— START OF Records supplied —

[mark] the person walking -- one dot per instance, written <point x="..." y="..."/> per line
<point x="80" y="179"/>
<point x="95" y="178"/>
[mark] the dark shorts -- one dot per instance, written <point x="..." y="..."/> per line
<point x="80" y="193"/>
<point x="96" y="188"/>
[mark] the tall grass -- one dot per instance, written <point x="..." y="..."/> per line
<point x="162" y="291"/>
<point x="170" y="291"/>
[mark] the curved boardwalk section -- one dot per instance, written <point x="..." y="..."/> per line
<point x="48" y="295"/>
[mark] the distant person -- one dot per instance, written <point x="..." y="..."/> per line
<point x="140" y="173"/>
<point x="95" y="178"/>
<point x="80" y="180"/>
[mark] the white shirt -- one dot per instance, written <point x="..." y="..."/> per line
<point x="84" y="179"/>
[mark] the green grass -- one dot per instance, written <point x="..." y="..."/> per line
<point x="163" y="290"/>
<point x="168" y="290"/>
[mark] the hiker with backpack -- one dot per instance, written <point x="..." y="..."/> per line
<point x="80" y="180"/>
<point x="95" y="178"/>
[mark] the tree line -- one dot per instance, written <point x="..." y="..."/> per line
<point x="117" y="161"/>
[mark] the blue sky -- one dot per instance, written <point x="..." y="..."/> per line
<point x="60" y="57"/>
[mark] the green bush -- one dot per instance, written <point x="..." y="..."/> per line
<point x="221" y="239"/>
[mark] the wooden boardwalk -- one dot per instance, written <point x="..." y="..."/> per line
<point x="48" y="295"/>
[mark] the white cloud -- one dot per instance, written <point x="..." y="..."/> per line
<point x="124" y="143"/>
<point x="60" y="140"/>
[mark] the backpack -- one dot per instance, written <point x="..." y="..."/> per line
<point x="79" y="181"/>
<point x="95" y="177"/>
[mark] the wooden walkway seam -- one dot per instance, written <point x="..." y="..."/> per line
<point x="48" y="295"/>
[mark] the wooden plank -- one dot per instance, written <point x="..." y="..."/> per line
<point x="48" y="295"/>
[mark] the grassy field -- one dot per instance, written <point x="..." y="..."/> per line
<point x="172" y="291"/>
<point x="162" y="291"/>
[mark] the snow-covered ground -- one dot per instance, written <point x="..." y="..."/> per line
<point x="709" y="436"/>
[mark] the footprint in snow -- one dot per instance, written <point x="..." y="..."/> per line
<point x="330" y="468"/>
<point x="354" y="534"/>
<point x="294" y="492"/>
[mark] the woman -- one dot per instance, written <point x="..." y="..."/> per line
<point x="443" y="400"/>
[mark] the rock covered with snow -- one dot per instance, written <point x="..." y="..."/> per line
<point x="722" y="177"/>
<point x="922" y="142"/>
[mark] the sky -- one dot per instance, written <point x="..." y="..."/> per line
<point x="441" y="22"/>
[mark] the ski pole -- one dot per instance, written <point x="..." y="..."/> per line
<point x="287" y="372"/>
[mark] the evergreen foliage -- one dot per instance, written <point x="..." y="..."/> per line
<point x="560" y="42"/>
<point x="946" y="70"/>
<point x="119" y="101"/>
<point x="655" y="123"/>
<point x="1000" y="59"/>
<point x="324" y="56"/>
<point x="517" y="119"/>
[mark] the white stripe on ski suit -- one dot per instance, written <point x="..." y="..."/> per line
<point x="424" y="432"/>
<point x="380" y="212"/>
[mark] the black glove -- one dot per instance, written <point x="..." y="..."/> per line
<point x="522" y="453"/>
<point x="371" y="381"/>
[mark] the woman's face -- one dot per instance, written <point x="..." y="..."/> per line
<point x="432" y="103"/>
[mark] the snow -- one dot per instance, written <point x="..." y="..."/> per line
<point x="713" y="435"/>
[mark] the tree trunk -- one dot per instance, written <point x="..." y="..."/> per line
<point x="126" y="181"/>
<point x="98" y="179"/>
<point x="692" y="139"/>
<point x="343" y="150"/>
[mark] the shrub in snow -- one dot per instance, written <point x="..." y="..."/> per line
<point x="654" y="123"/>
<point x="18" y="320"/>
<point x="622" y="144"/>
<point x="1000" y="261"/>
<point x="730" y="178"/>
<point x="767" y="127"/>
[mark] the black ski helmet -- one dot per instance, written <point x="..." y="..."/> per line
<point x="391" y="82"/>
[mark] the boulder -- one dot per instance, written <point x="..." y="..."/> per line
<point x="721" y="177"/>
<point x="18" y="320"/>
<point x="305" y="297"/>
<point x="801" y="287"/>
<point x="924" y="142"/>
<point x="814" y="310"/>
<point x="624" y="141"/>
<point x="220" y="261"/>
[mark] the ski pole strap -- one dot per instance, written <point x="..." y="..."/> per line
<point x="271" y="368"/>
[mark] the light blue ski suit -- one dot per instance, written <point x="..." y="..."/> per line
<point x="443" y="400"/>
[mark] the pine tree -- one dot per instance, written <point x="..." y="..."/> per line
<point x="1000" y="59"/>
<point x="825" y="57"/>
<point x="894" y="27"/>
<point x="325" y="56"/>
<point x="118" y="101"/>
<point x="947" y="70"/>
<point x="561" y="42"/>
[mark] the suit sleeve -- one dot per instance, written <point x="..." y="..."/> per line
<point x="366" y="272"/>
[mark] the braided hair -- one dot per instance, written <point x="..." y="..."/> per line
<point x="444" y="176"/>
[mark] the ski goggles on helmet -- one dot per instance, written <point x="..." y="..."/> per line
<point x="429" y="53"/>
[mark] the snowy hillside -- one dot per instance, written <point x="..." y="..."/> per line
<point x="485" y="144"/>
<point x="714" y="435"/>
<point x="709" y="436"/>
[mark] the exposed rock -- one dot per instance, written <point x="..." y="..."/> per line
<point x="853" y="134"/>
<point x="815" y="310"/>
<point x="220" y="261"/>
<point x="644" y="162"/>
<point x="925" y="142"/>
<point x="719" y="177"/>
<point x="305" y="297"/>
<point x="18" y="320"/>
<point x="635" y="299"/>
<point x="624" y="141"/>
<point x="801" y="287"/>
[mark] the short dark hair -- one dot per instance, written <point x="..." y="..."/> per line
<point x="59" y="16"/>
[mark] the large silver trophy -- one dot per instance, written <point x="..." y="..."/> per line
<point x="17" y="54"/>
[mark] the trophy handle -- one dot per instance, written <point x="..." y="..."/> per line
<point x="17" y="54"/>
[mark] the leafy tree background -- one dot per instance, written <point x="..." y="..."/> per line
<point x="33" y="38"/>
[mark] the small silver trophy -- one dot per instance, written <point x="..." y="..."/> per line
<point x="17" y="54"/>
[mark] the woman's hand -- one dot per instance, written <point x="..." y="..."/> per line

— END OF Records supplied —

Exercise prompt
Repeat exactly, and only, the lines of the records above, starting with the line that contains "[mark] the exposed" and ending with the final line, both included.

Right answer
[mark] the exposed rock -- one dot per instance, written <point x="..." y="..."/> per line
<point x="853" y="134"/>
<point x="815" y="310"/>
<point x="220" y="261"/>
<point x="644" y="162"/>
<point x="925" y="142"/>
<point x="719" y="177"/>
<point x="305" y="297"/>
<point x="18" y="320"/>
<point x="635" y="299"/>
<point x="624" y="141"/>
<point x="801" y="287"/>
[mark] the short dark hair -- one dot per instance, written <point x="..." y="..."/> per line
<point x="59" y="16"/>
[mark] the large silver trophy -- one dot per instance, written <point x="..." y="..."/> per line
<point x="17" y="54"/>
[mark] the trophy handle -- one dot per instance, written <point x="..." y="..."/> per line
<point x="17" y="54"/>
[mark] the leafy tree background -- one dot per instance, written <point x="..." y="..."/> per line
<point x="33" y="38"/>
[mark] the small silver trophy -- one dot per instance, written <point x="..." y="..."/> per line
<point x="17" y="54"/>
[mark] the woman's hand -- one dot per instance, written <point x="..." y="..."/> per line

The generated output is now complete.